### PROBLEM SET
[1] Summarize the passage on reusable workflows below in two sentences.
[2] Answer these questions from the passage on reusable workflows below:
(a) What is required to support native approval gates on deployments to environments?
(b) Without that, what is used to trigger deployments manually?
(c) Which repository strategies are given as examples for applications?
[3] Retype the passage on reusable workflows below from "GitHub Enterprise is" to "the GitHub UI.".

### GIVEN PASSAGE
Reusable workflows and GHA

  • All workflows and custom github actions should be reusable and have not specific repository references.
  • “Reusable workflows in private repo“ pattern
  • Reusable worklows should be stored in separate repo and copied on change across all repositories by special workflow - according to Reusable workflow in private organization repositories pattern.

Considerations

The following considerations are required before we can begin implementing the turnkey GitHub Action workflows.

Supported Environments

The following key decisions need to be made as part of this design decision:

  • Which environments are relevant to your organization? (e.g. do you need the Preview/QA environments or is Dev/Staging/Prod sufficient?)

  • Preview environments (not all applications are suitable for this)

  • QA environments

  • Dev/Staging/Production environments

  • Hotfix environment

Approval Gate Strategy

GitHub Enterprise is required to support native approval gates on deployments to environments. Approval gates support a permissions model to restrict who is allowed to approve a deployment.

Without GitHub Enterprise, we’ll need to use an alternative strategy using workflow_dispatch to manually trigger deployments using the GitHub UI.

GitHub Repo Strategy for Applications

We’ll need to know what strategy you use for your applications: e.g. monorepo, polyrepo, or a hybrid approach involving multiple monorepos.

### RAW DATA
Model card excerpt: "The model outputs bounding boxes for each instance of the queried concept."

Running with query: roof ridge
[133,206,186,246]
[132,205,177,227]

### REPLIES
[1] All workflows and custom GitHub actions should be reusable, free of repository-specific references, and stored in a separate repository from which a special workflow copies changes across all repositories. Before implementation begins, decisions are needed on the supported environments, on the approval gate strategy (native gates require GitHub Enterprise, and workflow_dispatch is the alternative for manually triggered deployments), and on the repository strategy for applications.

[2]
(a) GitHub Enterprise.
(b) workflow_dispatch, used to trigger deployments manually through the GitHub UI.
(c) Monorepo, polyrepo, or a hybrid approach involving multiple monorepos.

[3]
GitHub Enterprise is required to support native approval gates on deployments to environments. Approval gates support a permissions model to restrict who is allowed to approve a deployment.

Without GitHub Enterprise, we’ll need to use an alternative strategy using workflow_dispatch to manually trigger deployments using the GitHub UI.